___ RECORDED INFORMATION

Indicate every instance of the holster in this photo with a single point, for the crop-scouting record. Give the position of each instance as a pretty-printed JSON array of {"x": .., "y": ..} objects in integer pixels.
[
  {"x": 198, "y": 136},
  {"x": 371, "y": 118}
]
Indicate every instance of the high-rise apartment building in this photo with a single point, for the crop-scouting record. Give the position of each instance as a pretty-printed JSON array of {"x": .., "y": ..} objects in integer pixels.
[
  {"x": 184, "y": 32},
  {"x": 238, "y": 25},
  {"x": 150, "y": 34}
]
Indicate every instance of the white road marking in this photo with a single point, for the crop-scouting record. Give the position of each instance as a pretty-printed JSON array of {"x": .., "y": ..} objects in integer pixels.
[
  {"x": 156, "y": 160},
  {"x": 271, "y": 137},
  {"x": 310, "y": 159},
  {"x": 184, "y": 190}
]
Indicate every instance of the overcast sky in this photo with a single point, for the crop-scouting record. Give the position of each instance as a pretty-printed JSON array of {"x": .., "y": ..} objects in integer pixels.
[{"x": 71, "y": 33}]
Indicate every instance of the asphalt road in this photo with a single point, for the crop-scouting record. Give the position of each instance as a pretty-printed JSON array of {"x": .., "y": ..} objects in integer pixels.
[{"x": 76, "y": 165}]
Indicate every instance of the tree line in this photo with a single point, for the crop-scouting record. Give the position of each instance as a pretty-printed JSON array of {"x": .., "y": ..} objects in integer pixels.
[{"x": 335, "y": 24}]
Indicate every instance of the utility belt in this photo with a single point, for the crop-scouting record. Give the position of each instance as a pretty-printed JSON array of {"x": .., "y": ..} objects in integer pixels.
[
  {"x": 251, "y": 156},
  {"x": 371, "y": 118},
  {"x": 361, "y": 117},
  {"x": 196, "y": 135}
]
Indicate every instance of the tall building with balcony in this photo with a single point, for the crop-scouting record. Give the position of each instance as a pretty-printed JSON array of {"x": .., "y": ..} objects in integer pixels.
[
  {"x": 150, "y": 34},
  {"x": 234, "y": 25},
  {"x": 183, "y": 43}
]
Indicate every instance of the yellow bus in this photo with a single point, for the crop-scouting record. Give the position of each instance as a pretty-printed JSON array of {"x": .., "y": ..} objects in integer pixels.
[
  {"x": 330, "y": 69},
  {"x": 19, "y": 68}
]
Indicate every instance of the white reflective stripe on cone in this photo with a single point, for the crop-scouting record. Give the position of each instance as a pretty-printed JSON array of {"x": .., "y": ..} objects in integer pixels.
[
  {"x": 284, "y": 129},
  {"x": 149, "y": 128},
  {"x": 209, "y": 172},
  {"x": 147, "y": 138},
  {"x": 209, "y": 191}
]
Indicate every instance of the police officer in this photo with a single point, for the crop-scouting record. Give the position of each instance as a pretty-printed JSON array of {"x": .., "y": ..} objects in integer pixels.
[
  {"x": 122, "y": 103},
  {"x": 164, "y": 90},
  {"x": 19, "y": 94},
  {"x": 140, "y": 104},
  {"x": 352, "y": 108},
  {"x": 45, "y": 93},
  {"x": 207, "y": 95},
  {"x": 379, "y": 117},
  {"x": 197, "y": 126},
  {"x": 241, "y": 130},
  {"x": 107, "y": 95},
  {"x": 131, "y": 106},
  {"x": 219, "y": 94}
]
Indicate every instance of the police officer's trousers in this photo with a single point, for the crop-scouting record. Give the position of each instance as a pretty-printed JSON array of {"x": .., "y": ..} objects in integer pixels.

______

◆ **WHAT YOU SHOULD DO**: Render all of the records above as a JSON list of strings, with one string per line and any blank lines omitted.

◆ **OUTPUT OF THE TASK**:
[
  "Indicate every instance of the holster in this photo with a single point, for the crop-scouting record. Give the position of each instance as a pretty-printed JSON array of {\"x\": .., \"y\": ..} objects in integer pixels.",
  "[",
  "  {\"x\": 198, \"y\": 136},",
  "  {\"x\": 371, \"y\": 118}",
  "]",
  "Indicate every instance of the high-rise apartment building in this photo with a single point, for the crop-scouting record. Give the position of each instance as a pretty-printed JSON array of {\"x\": .., \"y\": ..} objects in integer pixels.",
  "[",
  "  {\"x\": 184, \"y\": 32},",
  "  {\"x\": 238, \"y\": 25},",
  "  {\"x\": 150, \"y\": 34}",
  "]",
  "Indicate every instance of the white road marking in this photo with a single point, for the crop-scouting record. Give the position of each instance as a pretty-printed JSON array of {\"x\": .., \"y\": ..} objects in integer pixels.",
  "[",
  "  {\"x\": 156, \"y\": 160},",
  "  {\"x\": 271, \"y\": 137},",
  "  {\"x\": 310, \"y\": 159},",
  "  {\"x\": 184, \"y\": 190}",
  "]",
  "Indicate every instance of the overcast sky in this photo with a single point, for the crop-scouting record. Give the position of each instance as a pretty-printed JSON array of {\"x\": .., \"y\": ..} objects in integer pixels.",
  "[{\"x\": 71, \"y\": 33}]",
  "Indicate every instance of the asphalt road in this photo with a single point, for the crop-scouting record. Give the position of each instance as a pretty-printed JSON array of {\"x\": .., \"y\": ..} objects in integer pixels.",
  "[{\"x\": 76, \"y\": 165}]",
  "Indicate every instance of the tree line in this photo with a single point, for the crop-scouting record. Give the position of each instance as a pretty-printed JSON array of {\"x\": .., \"y\": ..} objects in integer pixels.",
  "[{\"x\": 335, \"y\": 24}]",
  "Indicate every instance of the utility belt in this photo with a single point, for the crop-scouting record. Give the position of each instance as a pretty-printed JSON array of {\"x\": .., \"y\": ..} objects in integer pixels.",
  "[",
  "  {\"x\": 251, \"y\": 156},",
  "  {\"x\": 371, \"y\": 118},",
  "  {\"x\": 361, \"y\": 117},",
  "  {\"x\": 196, \"y\": 135}",
  "]",
  "Indicate every instance of the tall building with balcony in this photo with a single point, for the crop-scouting record. Give the position of each instance as a pretty-printed JSON array of {\"x\": .., \"y\": ..} objects in integer pixels.",
  "[",
  "  {\"x\": 150, \"y\": 34},",
  "  {\"x\": 234, \"y\": 25},",
  "  {\"x\": 183, \"y\": 43}",
  "]",
  "Indicate every instance of the yellow bus in this photo with a single point, for the crop-scouting record. Give the position of each instance as a pretty-printed JSON array of {\"x\": .., \"y\": ..} objects in integer pixels.",
  "[",
  "  {\"x\": 330, \"y\": 69},",
  "  {\"x\": 19, \"y\": 68}",
  "]",
  "Indicate every instance of the white reflective stripe on cone in this photo with a single point, for the crop-scouting record. Give the position of each instance as a pretty-printed JSON array of {\"x\": .., \"y\": ..} objects in integer pixels.",
  "[",
  "  {\"x\": 284, \"y\": 129},",
  "  {\"x\": 149, \"y\": 128},",
  "  {\"x\": 209, \"y\": 172},",
  "  {\"x\": 147, \"y\": 138},",
  "  {\"x\": 209, \"y\": 191}",
  "]",
  "Indicate every instance of the police officer in this photo with a single point, for the crop-scouting record. Give the position of each instance as a pretty-printed JSON array of {\"x\": .., \"y\": ..} objects in integer pixels.",
  "[",
  "  {\"x\": 122, \"y\": 103},",
  "  {\"x\": 164, \"y\": 90},",
  "  {\"x\": 19, \"y\": 94},",
  "  {\"x\": 140, \"y\": 104},",
  "  {\"x\": 352, \"y\": 108},",
  "  {\"x\": 45, \"y\": 93},",
  "  {\"x\": 207, \"y\": 95},",
  "  {\"x\": 379, \"y\": 117},",
  "  {\"x\": 197, \"y\": 126},",
  "  {\"x\": 241, \"y\": 130},",
  "  {\"x\": 107, \"y\": 95},",
  "  {\"x\": 131, \"y\": 106},",
  "  {\"x\": 219, \"y\": 94}",
  "]",
  "Indicate every instance of the police officer's trousers in this photo with a single point, for the crop-scouting record. Give the position of each instance as a pretty-printed JSON array of {\"x\": .., \"y\": ..} objects in integer pixels."
]